▶ STATED PROBLEM: Extract the line that contains "Each instance of the tusk" and every line after it through the end of the records below, exactly as written, leaving out any pictures.
________________________
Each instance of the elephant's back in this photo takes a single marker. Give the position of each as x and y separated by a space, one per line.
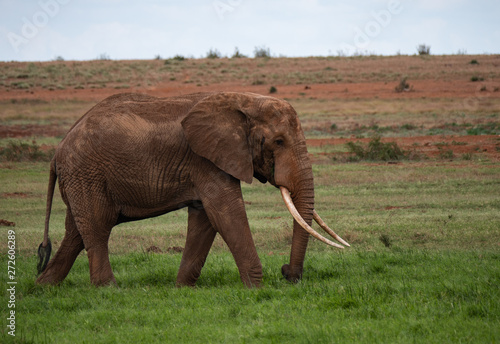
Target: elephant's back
126 125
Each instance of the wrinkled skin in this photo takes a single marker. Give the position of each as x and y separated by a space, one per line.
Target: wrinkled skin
133 156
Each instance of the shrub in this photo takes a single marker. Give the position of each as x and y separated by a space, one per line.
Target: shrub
178 58
24 151
403 86
377 150
423 49
213 54
237 54
262 52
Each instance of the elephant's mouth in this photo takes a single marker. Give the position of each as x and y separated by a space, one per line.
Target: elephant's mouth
293 210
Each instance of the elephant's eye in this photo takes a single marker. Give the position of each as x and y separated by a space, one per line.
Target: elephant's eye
279 142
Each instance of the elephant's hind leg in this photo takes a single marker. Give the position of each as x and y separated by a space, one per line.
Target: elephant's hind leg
59 266
200 237
96 240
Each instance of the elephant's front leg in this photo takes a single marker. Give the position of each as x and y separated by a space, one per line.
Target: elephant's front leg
200 237
223 203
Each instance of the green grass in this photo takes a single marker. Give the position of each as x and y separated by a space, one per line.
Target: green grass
357 297
437 283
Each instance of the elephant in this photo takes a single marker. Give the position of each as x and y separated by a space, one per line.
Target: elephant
134 156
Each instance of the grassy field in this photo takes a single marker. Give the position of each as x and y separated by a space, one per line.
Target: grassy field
424 266
424 261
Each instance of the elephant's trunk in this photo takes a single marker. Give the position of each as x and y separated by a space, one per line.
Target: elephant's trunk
300 203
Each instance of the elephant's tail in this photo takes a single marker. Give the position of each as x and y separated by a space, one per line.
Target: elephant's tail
45 247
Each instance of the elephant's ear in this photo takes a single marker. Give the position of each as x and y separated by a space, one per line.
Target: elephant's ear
217 129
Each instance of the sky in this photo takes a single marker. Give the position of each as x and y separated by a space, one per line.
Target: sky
43 30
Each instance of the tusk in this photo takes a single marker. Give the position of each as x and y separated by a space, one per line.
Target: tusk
291 208
327 229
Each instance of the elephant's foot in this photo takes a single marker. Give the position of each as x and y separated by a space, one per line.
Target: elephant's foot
292 274
48 277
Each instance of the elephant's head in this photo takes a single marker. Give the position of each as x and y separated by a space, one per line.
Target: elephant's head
249 135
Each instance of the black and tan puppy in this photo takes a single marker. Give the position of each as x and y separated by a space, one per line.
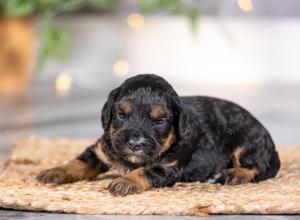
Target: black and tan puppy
156 138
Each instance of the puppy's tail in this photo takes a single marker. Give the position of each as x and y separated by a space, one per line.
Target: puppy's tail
272 169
________________________
▶ REPLY TO THE TASK:
Each instance of the tusk in this photo takes a single marker. Give the position of each as x and y separated by a space, one per line.
Target: tusk
291 208
327 229
Each instance of the elephant's foot in this photo takes a single marker. Give the position of each as x and y separated by a space, one per line.
Target: elephant's foot
292 274
48 277
Each instance of the elephant's head in this photo takes a single marker. Give the position of each as x and y separated by a space, one per line.
Target: elephant's head
249 135
Each instance of the black and tan puppy in this photo takes a single marker. Give the position of each as x and y separated by a space, one per line.
Target: black and tan puppy
156 138
Each instance of the puppy's tail in this photo takes a single marker. Give the position of each as x and y separated by a space, one per line.
Target: puppy's tail
272 169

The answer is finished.